Items from a point labeling set
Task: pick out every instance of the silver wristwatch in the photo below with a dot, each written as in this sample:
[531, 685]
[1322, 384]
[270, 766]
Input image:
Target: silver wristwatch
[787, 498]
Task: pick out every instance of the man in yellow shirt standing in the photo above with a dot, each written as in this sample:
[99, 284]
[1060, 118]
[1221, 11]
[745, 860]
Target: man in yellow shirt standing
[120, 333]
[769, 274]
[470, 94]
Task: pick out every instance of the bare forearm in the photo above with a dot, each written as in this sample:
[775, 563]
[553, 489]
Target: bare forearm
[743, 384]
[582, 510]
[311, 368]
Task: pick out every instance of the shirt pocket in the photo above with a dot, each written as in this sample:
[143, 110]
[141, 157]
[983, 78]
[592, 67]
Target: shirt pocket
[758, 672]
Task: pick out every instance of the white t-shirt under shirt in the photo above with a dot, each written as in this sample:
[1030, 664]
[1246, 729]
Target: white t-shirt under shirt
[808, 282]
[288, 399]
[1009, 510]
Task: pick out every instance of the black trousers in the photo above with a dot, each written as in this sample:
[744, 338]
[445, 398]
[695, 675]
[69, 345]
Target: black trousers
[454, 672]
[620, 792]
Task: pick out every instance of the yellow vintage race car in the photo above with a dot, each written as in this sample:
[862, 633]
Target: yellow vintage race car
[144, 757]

REQUIREMENT: Please rewrite the items from the line with "Task: pick out every instance of the man" through the end of the items, changing "black trousers" to "navy trousers" and leaving everything else the same.

ANSWER TO THIS PROBLEM:
Task: pick out every instance of the man in yellow shirt standing in the photo above with a dot, each written as in this sample:
[99, 284]
[1060, 118]
[1221, 11]
[745, 860]
Target: man in yellow shirt standing
[120, 333]
[769, 274]
[470, 94]
Task: pick out every instance of the bare forearm in the photo above with a dot, each written as in this sample:
[775, 563]
[553, 489]
Target: bare forearm
[743, 384]
[582, 510]
[311, 368]
Task: pick out every instance of the shirt pocket in the photo above with a dot, each written as in this sample:
[143, 110]
[141, 157]
[983, 78]
[592, 67]
Target: shirt pocket
[758, 672]
Task: pick out every instance of the white t-shirt under shirt in the photo above with a dot, each written as in this sample:
[1030, 664]
[1246, 729]
Target: white t-shirt under shirt
[808, 282]
[288, 399]
[1009, 510]
Task: pick out every instance of the navy trousers in the photo above with a dot, each written as in this sample:
[744, 338]
[445, 398]
[695, 675]
[69, 345]
Target: navy trousers
[454, 672]
[620, 792]
Task: pick out every instance of the yellow vintage race car in the photo above with a dot, each written as in this sample:
[862, 633]
Target: yellow vintage race car
[144, 757]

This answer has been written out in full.